> [What you have to do] Can you copy the lines from the one that contains "drop a point: the forest background" through the end of the material below, exactly and with nothing else?

> [Supplied material]
+-------+

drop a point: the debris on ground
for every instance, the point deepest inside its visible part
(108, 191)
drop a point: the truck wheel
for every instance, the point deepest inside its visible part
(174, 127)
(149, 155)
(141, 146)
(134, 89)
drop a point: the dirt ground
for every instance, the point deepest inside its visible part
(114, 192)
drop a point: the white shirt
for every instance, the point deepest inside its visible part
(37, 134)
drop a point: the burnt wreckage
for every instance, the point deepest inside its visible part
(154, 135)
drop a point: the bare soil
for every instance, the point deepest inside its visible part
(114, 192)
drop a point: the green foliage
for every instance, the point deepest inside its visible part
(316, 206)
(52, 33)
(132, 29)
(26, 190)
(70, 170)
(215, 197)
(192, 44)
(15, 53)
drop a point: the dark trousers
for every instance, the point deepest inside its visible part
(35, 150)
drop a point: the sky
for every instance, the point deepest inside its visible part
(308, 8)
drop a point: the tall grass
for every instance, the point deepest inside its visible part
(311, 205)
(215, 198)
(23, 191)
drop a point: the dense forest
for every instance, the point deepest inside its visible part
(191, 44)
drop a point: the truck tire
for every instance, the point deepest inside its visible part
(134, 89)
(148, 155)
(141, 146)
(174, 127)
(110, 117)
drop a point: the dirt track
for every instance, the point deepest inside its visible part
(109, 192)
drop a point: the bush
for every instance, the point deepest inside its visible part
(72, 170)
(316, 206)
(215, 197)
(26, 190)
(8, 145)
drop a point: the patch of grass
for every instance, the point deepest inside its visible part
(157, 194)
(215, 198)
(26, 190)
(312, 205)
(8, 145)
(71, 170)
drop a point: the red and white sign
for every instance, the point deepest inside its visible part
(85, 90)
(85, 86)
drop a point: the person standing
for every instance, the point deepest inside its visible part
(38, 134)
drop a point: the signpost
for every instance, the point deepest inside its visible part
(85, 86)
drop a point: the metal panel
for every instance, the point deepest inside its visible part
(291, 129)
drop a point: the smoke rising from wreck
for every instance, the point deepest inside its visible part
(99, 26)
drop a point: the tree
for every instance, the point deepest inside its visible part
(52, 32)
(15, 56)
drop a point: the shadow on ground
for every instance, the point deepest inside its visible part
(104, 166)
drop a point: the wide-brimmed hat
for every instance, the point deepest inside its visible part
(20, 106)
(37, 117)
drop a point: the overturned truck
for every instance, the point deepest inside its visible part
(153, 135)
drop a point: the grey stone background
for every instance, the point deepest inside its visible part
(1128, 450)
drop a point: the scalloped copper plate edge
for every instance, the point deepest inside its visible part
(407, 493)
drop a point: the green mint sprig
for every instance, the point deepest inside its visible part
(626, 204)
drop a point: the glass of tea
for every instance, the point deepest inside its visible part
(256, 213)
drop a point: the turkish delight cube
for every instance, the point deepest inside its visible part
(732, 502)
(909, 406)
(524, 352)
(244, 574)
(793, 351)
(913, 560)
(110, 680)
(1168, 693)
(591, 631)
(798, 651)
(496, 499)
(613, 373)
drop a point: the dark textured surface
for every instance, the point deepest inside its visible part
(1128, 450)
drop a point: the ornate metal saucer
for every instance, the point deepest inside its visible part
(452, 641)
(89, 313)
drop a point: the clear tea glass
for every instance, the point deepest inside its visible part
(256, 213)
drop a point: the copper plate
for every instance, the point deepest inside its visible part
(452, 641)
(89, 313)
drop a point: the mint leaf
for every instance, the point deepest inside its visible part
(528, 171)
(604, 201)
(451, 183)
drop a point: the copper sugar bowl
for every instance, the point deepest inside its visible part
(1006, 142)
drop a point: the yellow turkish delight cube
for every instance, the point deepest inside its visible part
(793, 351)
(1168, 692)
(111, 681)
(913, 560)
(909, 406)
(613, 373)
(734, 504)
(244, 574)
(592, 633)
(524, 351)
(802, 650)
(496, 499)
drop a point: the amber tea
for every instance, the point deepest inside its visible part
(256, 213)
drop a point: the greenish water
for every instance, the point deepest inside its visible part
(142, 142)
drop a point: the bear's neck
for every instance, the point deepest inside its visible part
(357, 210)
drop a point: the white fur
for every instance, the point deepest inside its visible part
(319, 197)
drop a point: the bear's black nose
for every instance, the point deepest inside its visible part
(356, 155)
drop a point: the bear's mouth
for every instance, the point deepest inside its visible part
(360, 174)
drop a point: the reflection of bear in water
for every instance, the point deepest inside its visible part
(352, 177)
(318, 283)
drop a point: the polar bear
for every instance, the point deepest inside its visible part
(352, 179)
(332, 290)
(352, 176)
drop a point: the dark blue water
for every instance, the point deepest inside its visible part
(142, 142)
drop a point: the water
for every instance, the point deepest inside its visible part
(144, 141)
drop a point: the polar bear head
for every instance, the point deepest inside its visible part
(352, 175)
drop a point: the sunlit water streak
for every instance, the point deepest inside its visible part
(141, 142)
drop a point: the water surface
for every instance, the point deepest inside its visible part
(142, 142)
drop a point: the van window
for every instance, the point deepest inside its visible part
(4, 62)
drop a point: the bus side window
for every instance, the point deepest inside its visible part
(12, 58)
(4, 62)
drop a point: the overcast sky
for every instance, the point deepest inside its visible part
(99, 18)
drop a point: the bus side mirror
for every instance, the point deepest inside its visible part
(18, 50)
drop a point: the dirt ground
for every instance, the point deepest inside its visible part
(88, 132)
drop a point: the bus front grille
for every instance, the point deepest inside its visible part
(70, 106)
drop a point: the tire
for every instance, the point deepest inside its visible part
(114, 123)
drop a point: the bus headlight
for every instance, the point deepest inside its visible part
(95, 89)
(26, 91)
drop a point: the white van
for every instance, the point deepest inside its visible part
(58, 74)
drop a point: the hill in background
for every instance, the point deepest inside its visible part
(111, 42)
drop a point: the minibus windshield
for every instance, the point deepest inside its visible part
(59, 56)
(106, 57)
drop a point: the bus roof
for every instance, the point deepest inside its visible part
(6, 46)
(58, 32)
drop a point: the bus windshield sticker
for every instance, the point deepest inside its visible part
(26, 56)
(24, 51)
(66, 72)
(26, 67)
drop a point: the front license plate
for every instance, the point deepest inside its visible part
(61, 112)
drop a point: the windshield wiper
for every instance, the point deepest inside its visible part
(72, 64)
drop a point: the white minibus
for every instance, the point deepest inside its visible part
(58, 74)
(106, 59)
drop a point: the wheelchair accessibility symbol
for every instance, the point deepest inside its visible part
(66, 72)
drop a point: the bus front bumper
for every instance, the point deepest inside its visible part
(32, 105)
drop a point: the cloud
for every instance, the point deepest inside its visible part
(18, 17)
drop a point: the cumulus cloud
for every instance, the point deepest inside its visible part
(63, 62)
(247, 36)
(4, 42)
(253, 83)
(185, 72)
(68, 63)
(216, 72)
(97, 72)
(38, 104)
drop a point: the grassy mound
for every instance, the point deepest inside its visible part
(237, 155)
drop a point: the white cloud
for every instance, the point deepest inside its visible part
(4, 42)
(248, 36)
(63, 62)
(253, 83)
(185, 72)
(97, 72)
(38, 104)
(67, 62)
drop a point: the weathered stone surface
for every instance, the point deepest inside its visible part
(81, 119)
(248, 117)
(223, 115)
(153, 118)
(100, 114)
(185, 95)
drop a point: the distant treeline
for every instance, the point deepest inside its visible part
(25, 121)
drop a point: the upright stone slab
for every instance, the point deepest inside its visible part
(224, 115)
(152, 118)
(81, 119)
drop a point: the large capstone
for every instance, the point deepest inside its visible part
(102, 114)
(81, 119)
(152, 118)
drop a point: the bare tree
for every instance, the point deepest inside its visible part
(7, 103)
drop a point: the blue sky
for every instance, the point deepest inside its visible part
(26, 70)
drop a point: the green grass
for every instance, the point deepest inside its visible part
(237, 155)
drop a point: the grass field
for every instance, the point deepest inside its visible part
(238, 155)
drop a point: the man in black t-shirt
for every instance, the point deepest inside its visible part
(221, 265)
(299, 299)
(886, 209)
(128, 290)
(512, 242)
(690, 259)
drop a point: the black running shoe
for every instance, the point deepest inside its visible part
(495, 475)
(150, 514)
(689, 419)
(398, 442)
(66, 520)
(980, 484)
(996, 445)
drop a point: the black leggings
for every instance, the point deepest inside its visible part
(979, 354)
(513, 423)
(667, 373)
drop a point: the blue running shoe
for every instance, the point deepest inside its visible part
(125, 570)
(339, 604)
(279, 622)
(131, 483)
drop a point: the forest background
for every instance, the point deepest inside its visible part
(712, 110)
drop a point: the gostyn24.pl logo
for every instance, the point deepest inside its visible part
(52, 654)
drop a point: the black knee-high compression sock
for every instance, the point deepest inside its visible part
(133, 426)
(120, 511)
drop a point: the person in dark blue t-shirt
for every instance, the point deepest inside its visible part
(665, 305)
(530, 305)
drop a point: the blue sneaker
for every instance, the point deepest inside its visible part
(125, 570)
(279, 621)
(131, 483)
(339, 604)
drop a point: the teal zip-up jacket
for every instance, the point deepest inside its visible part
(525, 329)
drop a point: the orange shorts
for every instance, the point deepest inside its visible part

+-------+

> [Solved exercise]
drop a point: the forest background
for every instance, the point deepest inside its visible part
(712, 110)
drop a point: the gostyn24.pl logo
for every instance, the point deepest inside its visible part
(52, 654)
drop a point: the black knee-high compression sock
for every instance, the point deepest inside its visible part
(133, 426)
(120, 511)
drop a point: the person in dark blue t-shirt
for every instance, the point deepest inside its visible part
(665, 305)
(530, 305)
drop a point: the blue sneaker
for every instance, the point deepest inside its visible part
(125, 570)
(279, 621)
(131, 483)
(339, 604)
drop a point: the teal zip-up jacket
for every instance, the point deepest inside its visible part
(525, 329)
drop a point: the orange shorts
for every instance, the point deepest inside its visible part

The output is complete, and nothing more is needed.